*** Opening PAGE EXCERPT ***

Gopie v. Ramcharran, 2019 ONCA 402

Full Decision

Material Facts:

In this Court of Appeal decision, the plaintiffs appealed the trial decision that, after set off, resulted in zero recovery with a further $22,406.37 in costs awarded to the defendant.

The plaintiff, Ramesh Gopie, was injured in a motor vehicle accident. Mr. Gopie and his family claimed over $10 million in damages at trial, arguing that Mr. Gopie suffered ongoing symptoms from the mild traumatic brain injury he sustained in the accident. Liability was not in dispute.

After an eight-week trial, the jury returned a verdict of about $186,000, including pre-judgment interest – significantly less that the defendant’s pre-trial settlement offer of $500,000, plus costs. Once the damages, pre-judgment interest, and the costs awarded to the plaintiffs were set off against the costs awarded to the defendant at trial, the plaintiffs recovered nothing and owed the defendants a further $22,406.37 in costs.

Issues:

The plaintiffs, now appellants, appealed both the trial decision and the costs order. The Court of Appeal was asked to consider whether the trial judge:

  1. failed to properly exercise her gatekeeper function in permitting a “character assassination” of the plaintiff, Mr. Gopie;
  2. in her charge, led the jury astray on the proper test for causation and the standard of proof applicable to claims for damages in the future;
  3. failed to properly exercise her gatekeeper function in permitting two defence psychiatrists to testify;
  4. erred in law in ruling that medical records admitted as business records under s. 35 of the Evidence Act, R.S.O. 1990, Ch. E.23, were not admissible as medical opinions, in the absence of attendance and testimony from the practitioner; and
  5. in her charge, failed to provide (i) a sufficiently strong direction to the jury that they should reject any comments or opinions the judge made regarding the evidence if they were not in accord with the jury’s comments or opinions; and (ii) a balanced charge to the jury on the issue of the pre-trial surveillance of Mr. Gopie and the use to be made of it.

Leave to appeal was dismissed on all points for the reasons below.

Analysis:

First, the appellants argued that the jury’s modest assessment of Mr. Gopie’s damages was because the judge had allowed the “character assassination” of the plaintiff by improperly allowing Dr. Furlong, a defence expert psychiatrist, to impugn Mr. Gopie’s character, and by improperly allowing the jury to use the evidence of Mr. Gopie’s convictions arising out of events following the accident and other unlawful conduct for the purpose of assessing Mr. Gopie’s credibility.

The Court of Appeal rejected this argument. At trial, the appellants had introduced evidence of Mr. Gopie’s character, pleading that he was of good character before the accident, and his bad behaviour following the accident was the result of ongoing emotional disability caused by the mild traumatic brain injury sustained in the accident. The Court of Appeal found that by introducing evidence of Mr. Gopie’s character, the appellants had allowed the respondent to challenge it.

Further, Court of Appeal found that the trial judge had properly charged the jury to use the evidence of Mr. Gopie’s criminal record and admitted unlawful conduct for the purpose of assessing credibility and truthfulness, in addition to using it to assess how, if at all, the accident impacted on Mr. Gopie’s judgment. Moreover, the trial judge provided a draft of her charge to counsel for review and comment, and trial counsel made no objection regarding this portion of the charge.

*** Closing PAGE EXCERPT ***
*** Opening INFORMATION PROVIDED ***

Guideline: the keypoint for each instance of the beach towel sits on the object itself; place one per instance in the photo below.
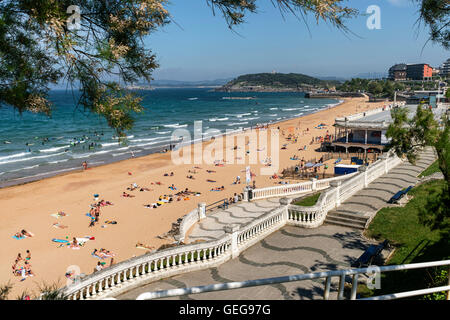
(57, 215)
(90, 216)
(60, 240)
(58, 226)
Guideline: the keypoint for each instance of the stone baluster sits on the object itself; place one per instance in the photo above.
(232, 230)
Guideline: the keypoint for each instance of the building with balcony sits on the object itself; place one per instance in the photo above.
(445, 69)
(397, 72)
(420, 71)
(366, 132)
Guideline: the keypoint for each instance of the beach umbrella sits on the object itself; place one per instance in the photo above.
(318, 164)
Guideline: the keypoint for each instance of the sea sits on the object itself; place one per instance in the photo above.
(35, 146)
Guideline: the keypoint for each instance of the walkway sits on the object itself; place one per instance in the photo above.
(362, 207)
(291, 250)
(212, 227)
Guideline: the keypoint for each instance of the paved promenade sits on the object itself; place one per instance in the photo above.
(212, 227)
(291, 250)
(364, 205)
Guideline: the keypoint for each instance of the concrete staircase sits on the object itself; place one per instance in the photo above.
(356, 211)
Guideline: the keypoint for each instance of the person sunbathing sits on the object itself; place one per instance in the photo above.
(26, 233)
(15, 269)
(59, 226)
(28, 271)
(144, 246)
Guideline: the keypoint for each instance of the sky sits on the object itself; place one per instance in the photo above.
(198, 45)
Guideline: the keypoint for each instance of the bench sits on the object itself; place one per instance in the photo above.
(372, 252)
(396, 197)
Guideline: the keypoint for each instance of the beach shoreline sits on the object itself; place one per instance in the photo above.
(65, 171)
(29, 206)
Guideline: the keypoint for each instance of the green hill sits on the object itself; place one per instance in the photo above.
(276, 82)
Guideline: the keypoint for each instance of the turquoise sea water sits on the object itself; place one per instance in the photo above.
(33, 146)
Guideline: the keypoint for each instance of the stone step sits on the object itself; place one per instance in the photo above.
(344, 224)
(339, 214)
(350, 222)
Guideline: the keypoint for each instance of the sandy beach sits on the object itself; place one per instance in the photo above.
(30, 206)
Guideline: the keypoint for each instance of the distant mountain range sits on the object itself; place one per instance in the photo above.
(276, 82)
(182, 84)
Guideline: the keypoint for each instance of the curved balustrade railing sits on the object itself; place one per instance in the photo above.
(149, 267)
(257, 229)
(314, 216)
(297, 188)
(187, 222)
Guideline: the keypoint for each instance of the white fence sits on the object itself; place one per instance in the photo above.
(296, 189)
(150, 267)
(327, 276)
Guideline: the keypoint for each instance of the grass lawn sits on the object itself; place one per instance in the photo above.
(413, 241)
(308, 201)
(433, 168)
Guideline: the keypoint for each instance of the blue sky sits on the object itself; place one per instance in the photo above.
(199, 46)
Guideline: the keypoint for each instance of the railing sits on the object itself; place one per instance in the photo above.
(327, 276)
(150, 267)
(187, 222)
(294, 189)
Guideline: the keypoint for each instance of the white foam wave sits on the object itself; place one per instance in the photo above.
(236, 124)
(54, 149)
(32, 158)
(17, 155)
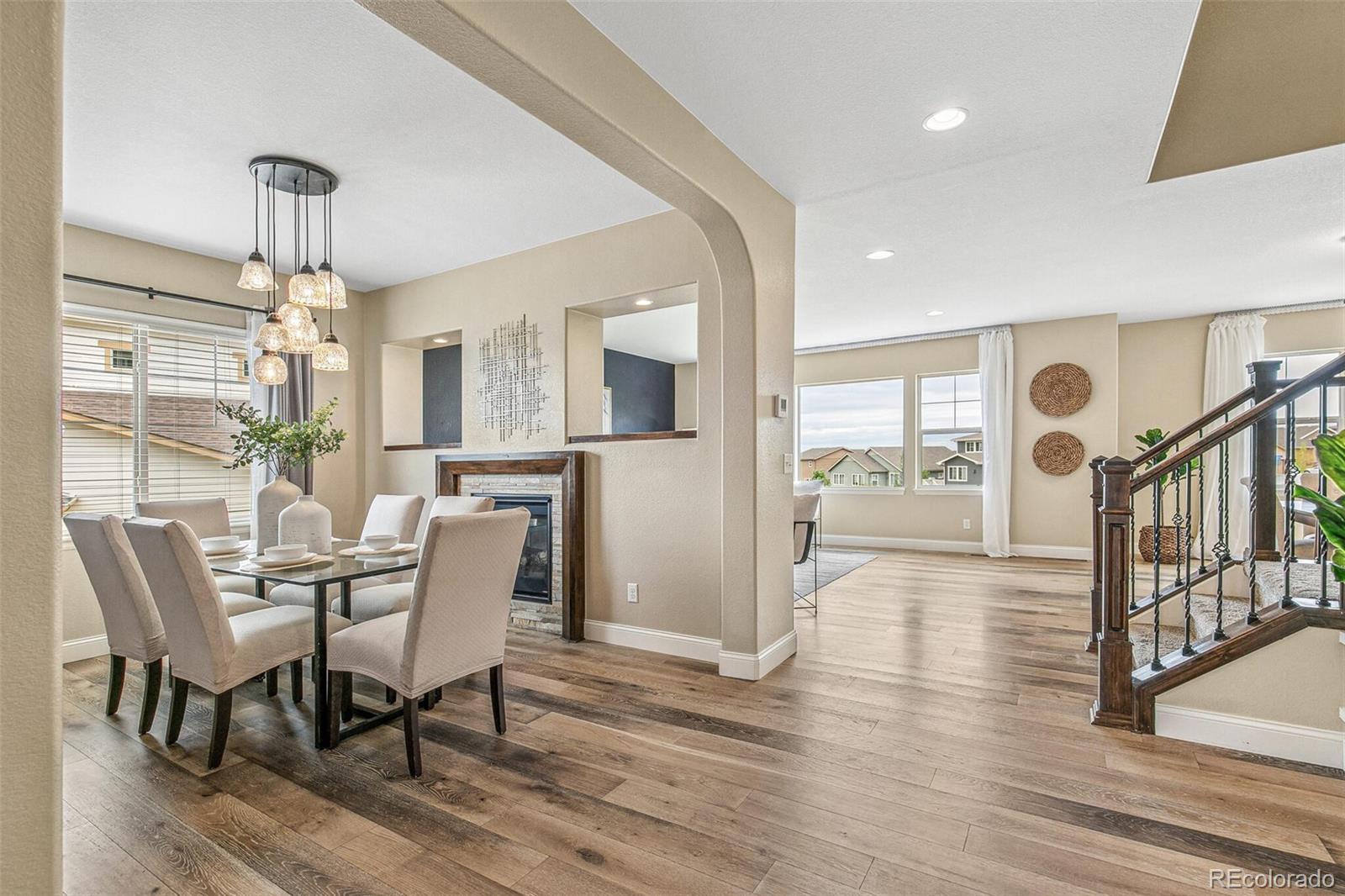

*** Closing INFORMATION PROVIDED ***

WHAT IS REQUIRED
Write out the passage from the Gopie v. Ramcharran summary that opens with the words containing "In this Court" and closes with "not in dispute.", copying it word for word.

SOLUTION TO THE EXERCISE
In this Court of Appeal decision, the plaintiffs appealed the trial decision that, after set off, resulted in zero recovery with a further $22,406.37 in costs awarded to the defendant.

The plaintiff, Ramesh Gopie, was injured in a motor vehicle accident. Mr. Gopie and his family claimed over $10 million in damages at trial, arguing that Mr. Gopie suffered ongoing symptoms from the mild traumatic brain injury he sustained in the accident. Liability was not in dispute.